● **THE PROBLEM**:
Each entry listed below should be reproduced word for word.

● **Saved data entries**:
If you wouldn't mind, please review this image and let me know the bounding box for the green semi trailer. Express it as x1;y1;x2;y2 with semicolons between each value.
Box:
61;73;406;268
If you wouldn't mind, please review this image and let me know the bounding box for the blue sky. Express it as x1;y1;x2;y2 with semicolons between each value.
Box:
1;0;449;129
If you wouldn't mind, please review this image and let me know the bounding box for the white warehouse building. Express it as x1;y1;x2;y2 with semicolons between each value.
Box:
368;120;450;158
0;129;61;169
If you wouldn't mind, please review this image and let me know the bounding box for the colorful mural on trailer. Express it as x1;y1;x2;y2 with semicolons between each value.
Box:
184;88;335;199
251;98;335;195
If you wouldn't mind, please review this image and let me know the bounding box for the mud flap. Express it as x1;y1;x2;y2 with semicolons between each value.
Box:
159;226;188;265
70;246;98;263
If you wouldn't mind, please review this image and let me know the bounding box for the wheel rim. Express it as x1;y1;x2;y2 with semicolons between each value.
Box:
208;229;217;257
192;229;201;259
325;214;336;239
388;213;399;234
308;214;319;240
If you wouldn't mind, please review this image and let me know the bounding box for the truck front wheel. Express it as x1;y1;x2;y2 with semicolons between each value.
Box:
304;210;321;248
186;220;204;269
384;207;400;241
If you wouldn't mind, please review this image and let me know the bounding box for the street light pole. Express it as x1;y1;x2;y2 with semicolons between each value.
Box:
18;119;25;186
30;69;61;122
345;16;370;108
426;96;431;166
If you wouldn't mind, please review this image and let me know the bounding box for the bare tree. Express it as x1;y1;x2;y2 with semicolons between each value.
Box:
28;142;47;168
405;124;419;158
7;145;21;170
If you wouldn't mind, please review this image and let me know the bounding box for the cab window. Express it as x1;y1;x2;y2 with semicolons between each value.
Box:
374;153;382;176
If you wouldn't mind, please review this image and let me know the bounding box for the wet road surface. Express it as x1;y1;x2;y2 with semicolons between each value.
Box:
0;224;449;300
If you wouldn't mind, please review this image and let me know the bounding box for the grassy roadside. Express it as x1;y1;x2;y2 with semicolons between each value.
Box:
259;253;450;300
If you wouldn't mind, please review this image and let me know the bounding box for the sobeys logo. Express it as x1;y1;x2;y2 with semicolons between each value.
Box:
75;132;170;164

● **ANSWER BELOW**:
If you wouldn't mind, please review this image and let me know the bounding box for the green semi trailer. Express it as x1;y1;x2;y2 with semicolons between each value.
Box:
61;73;406;268
If you wouldn't mind, please review this image and let me know the bounding box for the blue sky. Express it as x1;y1;x2;y2 with semicolons between each value.
Box:
1;0;449;129
If you wouldn't mind, please review this image and let me know the bounding box for the white warehouse building. Express it as x1;y1;x2;y2 with semicolons between each value.
Box:
368;120;450;158
0;129;61;169
If you wouldn't mind, please review this image and let me know the bounding box for the colorful mural on trailer. Express it as x1;y1;x2;y2 with semicolons between each value.
Box:
184;88;335;199
251;98;335;195
If you wouldn't mind, please review this image and let me know the bounding box for the mud flap. Express it as x1;y1;x2;y2 with semicolons between each value.
Box:
159;226;188;265
70;246;98;263
If you wouldn't mind, please review this image and let me know the bounding box for the wheel rim. Express it as x1;y1;x2;y2 with semicolons between each value.
Box:
208;229;217;257
192;229;201;259
325;214;336;239
388;213;399;234
308;214;319;240
If you wouldn't mind, please review this image and let me know the bounding box for the truck front wheel. Express it as x1;y1;x2;y2 with semicolons between each value.
Box:
304;210;321;248
186;220;204;269
384;207;400;241
If you wouldn't mind, please review this image and let me know the bounding box for the street light pole. Express it as x1;y1;x2;y2 with semicolons between each value.
Box:
18;119;25;186
30;69;61;122
345;16;370;108
426;96;431;166
If you wouldn't mind, please review this image and let me know the bounding box for the bare tree. Express it as x1;y1;x2;y2 with semicolons between each value.
Box:
28;142;47;168
405;124;419;158
7;145;21;170
If you wouldn't mind, please review this image and let me know the bounding box for the cab window. Express it as x1;y1;x2;y2 with semicolons between each value.
Box:
374;153;382;176
If you wouldn't mind, please review this image and let me know the bounding box for the wet road surface. Express it as x1;y1;x2;y2 with semicolons between each value.
Box:
0;224;449;300
If you wouldn't mind, please review this image and let me know the bounding box for the grassy roadside. Express it as x1;y1;x2;y2 with semicolons between each value.
Box:
259;253;450;300
If you wouldn't mind, please review this image and let me know the bounding box for the sobeys logo. Express it as x1;y1;x2;y2 with semicolons between each value.
Box:
75;132;170;164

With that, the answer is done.